Exercise details> Copy all of the data below verbatim, keeping each line unchanged and in its original order.

Extracted information>
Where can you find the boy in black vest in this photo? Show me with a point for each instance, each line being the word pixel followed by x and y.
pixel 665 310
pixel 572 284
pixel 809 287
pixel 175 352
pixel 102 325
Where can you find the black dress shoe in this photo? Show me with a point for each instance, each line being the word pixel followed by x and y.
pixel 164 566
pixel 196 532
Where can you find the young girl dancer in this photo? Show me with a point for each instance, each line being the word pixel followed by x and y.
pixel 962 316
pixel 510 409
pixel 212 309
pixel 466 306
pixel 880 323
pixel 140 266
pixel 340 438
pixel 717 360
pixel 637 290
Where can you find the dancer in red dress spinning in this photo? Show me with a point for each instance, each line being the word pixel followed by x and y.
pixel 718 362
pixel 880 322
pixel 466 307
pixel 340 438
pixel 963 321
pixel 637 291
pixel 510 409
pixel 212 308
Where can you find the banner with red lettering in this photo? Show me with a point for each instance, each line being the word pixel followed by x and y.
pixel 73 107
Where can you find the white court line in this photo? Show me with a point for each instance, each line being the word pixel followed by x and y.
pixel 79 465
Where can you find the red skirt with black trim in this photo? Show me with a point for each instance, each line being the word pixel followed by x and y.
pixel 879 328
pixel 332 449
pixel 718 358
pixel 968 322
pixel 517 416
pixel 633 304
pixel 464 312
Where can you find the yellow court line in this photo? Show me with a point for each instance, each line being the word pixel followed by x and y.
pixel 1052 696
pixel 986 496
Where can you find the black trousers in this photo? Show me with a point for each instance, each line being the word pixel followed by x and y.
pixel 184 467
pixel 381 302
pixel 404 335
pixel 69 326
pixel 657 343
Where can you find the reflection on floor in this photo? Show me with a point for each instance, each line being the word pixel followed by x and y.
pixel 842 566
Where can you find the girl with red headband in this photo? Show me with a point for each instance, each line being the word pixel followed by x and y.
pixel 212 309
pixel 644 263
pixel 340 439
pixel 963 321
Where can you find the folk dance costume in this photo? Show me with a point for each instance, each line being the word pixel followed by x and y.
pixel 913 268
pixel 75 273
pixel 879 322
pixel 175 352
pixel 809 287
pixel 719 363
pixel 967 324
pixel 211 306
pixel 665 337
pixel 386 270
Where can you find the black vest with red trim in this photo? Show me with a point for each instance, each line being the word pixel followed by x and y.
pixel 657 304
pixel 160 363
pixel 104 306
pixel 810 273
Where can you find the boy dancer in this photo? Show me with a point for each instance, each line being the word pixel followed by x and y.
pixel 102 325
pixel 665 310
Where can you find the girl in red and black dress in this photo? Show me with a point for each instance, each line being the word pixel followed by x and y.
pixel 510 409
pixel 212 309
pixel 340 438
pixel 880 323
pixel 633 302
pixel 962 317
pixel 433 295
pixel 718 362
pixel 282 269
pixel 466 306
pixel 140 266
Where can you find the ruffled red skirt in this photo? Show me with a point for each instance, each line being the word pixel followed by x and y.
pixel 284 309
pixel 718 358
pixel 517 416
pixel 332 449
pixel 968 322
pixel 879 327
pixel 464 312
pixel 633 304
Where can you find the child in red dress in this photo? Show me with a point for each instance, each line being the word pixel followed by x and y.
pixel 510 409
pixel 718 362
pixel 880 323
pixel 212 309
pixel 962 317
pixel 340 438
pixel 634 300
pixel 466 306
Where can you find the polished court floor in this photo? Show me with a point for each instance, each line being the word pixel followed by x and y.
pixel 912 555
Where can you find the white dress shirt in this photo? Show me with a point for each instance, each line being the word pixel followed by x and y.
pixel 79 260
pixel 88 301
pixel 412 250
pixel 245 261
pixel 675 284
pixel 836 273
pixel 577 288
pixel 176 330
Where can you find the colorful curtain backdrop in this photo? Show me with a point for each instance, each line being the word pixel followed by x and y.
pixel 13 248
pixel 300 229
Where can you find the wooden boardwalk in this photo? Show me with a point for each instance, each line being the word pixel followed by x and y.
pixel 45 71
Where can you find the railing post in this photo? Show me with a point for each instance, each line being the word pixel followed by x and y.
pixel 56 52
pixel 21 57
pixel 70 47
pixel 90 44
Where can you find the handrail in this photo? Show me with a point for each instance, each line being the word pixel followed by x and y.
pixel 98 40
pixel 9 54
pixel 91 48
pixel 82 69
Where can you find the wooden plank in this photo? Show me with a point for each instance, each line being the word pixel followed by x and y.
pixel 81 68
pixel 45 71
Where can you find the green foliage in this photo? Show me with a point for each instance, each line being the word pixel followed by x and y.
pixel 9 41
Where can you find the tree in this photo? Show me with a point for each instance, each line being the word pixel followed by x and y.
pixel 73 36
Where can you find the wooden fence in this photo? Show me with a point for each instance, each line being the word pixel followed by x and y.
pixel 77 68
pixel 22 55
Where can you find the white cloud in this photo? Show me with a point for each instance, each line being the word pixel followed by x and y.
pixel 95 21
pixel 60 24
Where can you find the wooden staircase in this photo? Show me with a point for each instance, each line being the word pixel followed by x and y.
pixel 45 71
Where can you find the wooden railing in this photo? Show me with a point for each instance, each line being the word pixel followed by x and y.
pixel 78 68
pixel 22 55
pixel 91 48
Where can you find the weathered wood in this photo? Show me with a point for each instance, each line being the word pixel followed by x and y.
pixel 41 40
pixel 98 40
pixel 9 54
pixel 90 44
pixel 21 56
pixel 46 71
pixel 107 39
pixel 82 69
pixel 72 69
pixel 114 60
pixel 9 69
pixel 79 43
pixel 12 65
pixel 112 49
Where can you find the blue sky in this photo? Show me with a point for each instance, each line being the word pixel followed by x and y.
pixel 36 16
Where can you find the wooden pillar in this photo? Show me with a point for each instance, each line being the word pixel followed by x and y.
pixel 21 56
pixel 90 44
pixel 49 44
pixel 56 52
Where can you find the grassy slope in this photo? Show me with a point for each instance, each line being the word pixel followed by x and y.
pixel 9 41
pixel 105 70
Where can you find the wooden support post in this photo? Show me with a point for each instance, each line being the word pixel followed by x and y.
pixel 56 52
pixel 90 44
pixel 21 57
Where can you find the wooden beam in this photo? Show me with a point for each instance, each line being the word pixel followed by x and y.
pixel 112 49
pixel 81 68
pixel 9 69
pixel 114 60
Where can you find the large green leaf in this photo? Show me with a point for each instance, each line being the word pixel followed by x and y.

Output for this task>
Where can you find the boy in black vest in this photo? Show me with a point for each instance, each line being the word pixel followed by x and y.
pixel 665 310
pixel 572 284
pixel 809 287
pixel 175 352
pixel 102 325
Where can you find the black dress shoe in this photo? Show me with a point for each instance, each line being the word pixel followed by x and y.
pixel 164 566
pixel 196 532
Where can you find the young girl dancer in this photo? Show me with a point for each instance, each line being the word pixel followed by x and y.
pixel 962 316
pixel 510 409
pixel 212 309
pixel 466 306
pixel 880 323
pixel 140 266
pixel 340 438
pixel 717 360
pixel 637 290
Where can you find the dancer in red dress spinning in this photo? Show me with a point for each instance, each line being the word pixel followed by x and y.
pixel 718 362
pixel 880 322
pixel 466 307
pixel 340 438
pixel 963 321
pixel 637 291
pixel 510 409
pixel 212 308
Where can you find the banner with red lettering in this photo? Show me with a point for each instance, each line being the word pixel followed by x and y.
pixel 73 107
Where can you find the white court line in this photo? Show me with a point for each instance, each line being the word pixel followed by x and y.
pixel 79 465
Where can you find the red skirt with black trim in this photo? Show me with a point for each instance, each line being the word pixel followed by x and y.
pixel 879 328
pixel 332 449
pixel 718 358
pixel 968 322
pixel 517 416
pixel 633 304
pixel 464 312
Where can you find the yellow court line in this photo? Show me with a point for each instance, each line being the word pixel followed by x and y.
pixel 1052 696
pixel 986 496
Where can you find the black trousers in this photo? Show me with a point for each instance, each line being the word pixel followed by x and y.
pixel 184 467
pixel 381 302
pixel 404 335
pixel 69 326
pixel 657 343
Where can you find the reflection on floor in this photo? Show me with a point for each instance, each line being the word pixel followed by x and y.
pixel 842 566
Where can you find the girl with red headband in this photo? Show me with a point for each instance, each line being the word pixel followed by x and y.
pixel 212 309
pixel 644 263
pixel 340 439
pixel 963 321
Where can you find the folk dance costume in this photo? Show me with a point for each instance, each line being the word pixel followed by x and y.
pixel 913 268
pixel 75 273
pixel 879 322
pixel 175 352
pixel 809 287
pixel 719 363
pixel 967 324
pixel 211 306
pixel 665 337
pixel 386 270
Where can you find the black vest with red trim in this photo? Show me with a point for each instance, each line being the word pixel followed by x and y.
pixel 657 304
pixel 160 363
pixel 104 306
pixel 810 273
Where can you find the boy dancer in this photo? Show me with a point for each instance, each line being the word pixel followed by x and y.
pixel 102 325
pixel 665 310
Where can you find the girl in red and black dress in this photo? Show me with a point for each instance, each line being the word pixel followed by x and y.
pixel 510 409
pixel 212 309
pixel 340 438
pixel 880 323
pixel 633 302
pixel 962 317
pixel 433 295
pixel 718 362
pixel 282 269
pixel 466 306
pixel 140 266
Where can you find the ruffled red skirt in this photo? Show me with a point for each instance, each line being the word pixel followed by x and y.
pixel 284 309
pixel 718 358
pixel 517 416
pixel 332 449
pixel 968 322
pixel 879 327
pixel 464 312
pixel 633 304
Where can you find the child in red dress in this photo? Show me with a point for each instance, each line being the word pixel followed by x and y.
pixel 510 409
pixel 718 362
pixel 880 323
pixel 212 309
pixel 962 317
pixel 340 438
pixel 634 300
pixel 466 306
Where can you find the polished court floor in this photo? Show me with a point for each instance, each line being the word pixel followed by x and y.
pixel 912 555
Where can you find the white dress shirt in this photo? Show me with a point for each instance, each line being the word pixel followed by x and y.
pixel 79 260
pixel 88 301
pixel 412 250
pixel 245 261
pixel 675 284
pixel 836 273
pixel 577 288
pixel 176 330
Where can you find the colorful curtain backdrop in this photo? Show me with a point for each instance, each line being the word pixel followed by x and y.
pixel 13 248
pixel 300 229
Where can you find the wooden boardwalk in this photo? Show me with a point for each instance, each line being the word pixel followed by x and y.
pixel 45 71
Where can you find the railing post in this photo? Show me with a point for each instance, each line being the word pixel followed by x and y.
pixel 56 52
pixel 21 57
pixel 70 47
pixel 90 44
Where can you find the handrail in this photo? Show me with a point for each instance, each line being the word pixel followed by x and y.
pixel 98 40
pixel 9 54
pixel 91 48
pixel 82 69
Where can you find the wooden plank in this photo? Show me with a point for each instance, each line being the word pixel followed by x and y.
pixel 81 68
pixel 45 71
Where can you find the green foliage in this photo? Show me with a point for each instance, each line being the word pixel followed by x and y.
pixel 9 41
Where can you find the tree in this photo? Show me with a point for each instance, each line being the word pixel followed by x and y.
pixel 73 36
Where can you find the wooden fence in this photo? Show me with a point for each instance, each line being the word pixel followed by x and y.
pixel 77 68
pixel 22 55
Where can you find the white cloud in this photo? Show me with a point for each instance, each line being the word pixel followed by x and y.
pixel 95 21
pixel 60 24
Where can you find the wooden staircase in this photo? Show me with a point for each instance, each line being the word pixel followed by x and y.
pixel 45 71
Where can you find the wooden railing in this photo? Show me with a point for each instance, each line being the word pixel followed by x and y.
pixel 78 68
pixel 22 55
pixel 91 48
Where can you find the weathered wood in this photo? Show me with a point for each instance, each line being the word pixel followed by x and y.
pixel 41 40
pixel 98 40
pixel 9 54
pixel 90 44
pixel 21 56
pixel 46 71
pixel 107 39
pixel 82 69
pixel 72 69
pixel 114 60
pixel 9 69
pixel 79 43
pixel 12 65
pixel 112 49
Where can you find the blue sky in this photo? Show me with a point for each instance, each line being the word pixel followed by x and y.
pixel 36 16
Where can you find the wooden pillar in this photo? Show me with a point for each instance, each line being the word pixel followed by x and y.
pixel 21 56
pixel 90 44
pixel 49 44
pixel 56 52
Where can you find the grassy slope in this photo? Show me with a point for each instance, each line being the word pixel followed by x and y.
pixel 9 41
pixel 105 70
Where can you find the wooden support post in this photo? Show me with a point for each instance, each line being the word pixel followed by x and y.
pixel 56 52
pixel 90 44
pixel 21 57
Where can you find the wooden beam in this photo? Show me with a point for each instance, each line being the word pixel followed by x and y.
pixel 112 49
pixel 81 68
pixel 9 69
pixel 114 60
Where can you find the large green leaf in this photo? Show me with a point for each instance, each line being the word pixel followed by x and y.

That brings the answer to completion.